## Stated task 1
Revise the listing from its first line through the line containing "[296,96,320,108]", changing "ceiling fan light" to "overhead fan lamp" and keeping everything else identical.
################
It most certainly is not a solved problem lol. UI still feels way fucking harder than it should, in all kinds of ways.


I know, many folks love css, but I find it a big mental discontinuity from html and js. It's solving a different problem

This is actually the misconception that leads to confusion with (and ultimately, poorly written) CSS.

It comes from a misunderstanding of what creating a web page actually is.

As Alan Kay once remarked, “A change of perspective is worth 80 IQ points.”

This is no less true with CSS.

Most developers view CSS an annoying 'styling' language, that's 'not really a programming language'. Which separates it in your mind from the engineering frame of view that tends to excite you as a developer.

This makes CSS tedious to use.

In truth, HTML and CSS are parts of a holistic language of layout construction. They work in unison, not as individual components. Very much an engineering toolset. Just that the problems to be solved are more visual in nature than you're probably used to.

Instead of seeing CSS as an annoying way to 'style' pages, see it instead as a visual programming language for constructing visual guides (UI's) for your user.
################
## Stated task 2
Reproduce the entire comment on CSS word for word.
################
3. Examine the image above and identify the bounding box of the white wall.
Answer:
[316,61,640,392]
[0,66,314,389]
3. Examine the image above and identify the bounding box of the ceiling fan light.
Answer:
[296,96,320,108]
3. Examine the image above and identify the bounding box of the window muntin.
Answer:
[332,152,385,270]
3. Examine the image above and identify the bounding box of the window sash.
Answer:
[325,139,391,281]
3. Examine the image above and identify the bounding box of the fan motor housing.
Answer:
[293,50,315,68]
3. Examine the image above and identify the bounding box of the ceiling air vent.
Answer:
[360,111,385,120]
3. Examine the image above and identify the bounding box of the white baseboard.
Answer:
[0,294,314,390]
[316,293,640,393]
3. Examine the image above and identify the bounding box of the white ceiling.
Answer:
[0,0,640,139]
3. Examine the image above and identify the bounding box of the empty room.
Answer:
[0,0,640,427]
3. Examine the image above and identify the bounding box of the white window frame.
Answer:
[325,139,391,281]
################
## Task output 1
3. Examine the image above and identify the bounding box of the white wall.
Answer:
[316,61,640,392]
[0,66,314,389]
3. Examine the image above and identify the bounding box of the overhead fan lamp.
Answer:
[296,96,320,108]

## Task output 2
It most certainly is not a solved problem lol. UI still feels way fucking harder than it should, in all kinds of ways.


I know, many folks love css, but I find it a big mental discontinuity from html and js. It's solving a different problem

This is actually the misconception that leads to confusion with (and ultimately, poorly written) CSS.

It comes from a misunderstanding of what creating a web page actually is.

As Alan Kay once remarked, “A change of perspective is worth 80 IQ points.”

This is no less true with CSS.

Most developers view CSS an annoying 'styling' language, that's 'not really a programming language'. Which separates it in your mind from the engineering frame of view that tends to excite you as a developer.

This makes CSS tedious to use.

In truth, HTML and CSS are parts of a holistic language of layout construction. They work in unison, not as individual components. Very much an engineering toolset. Just that the problems to be solved are more visual in nature than you're probably used to.

Instead of seeing CSS as an annoying way to 'style' pages, see it instead as a visual programming language for constructing visual guides (UI's) for your user.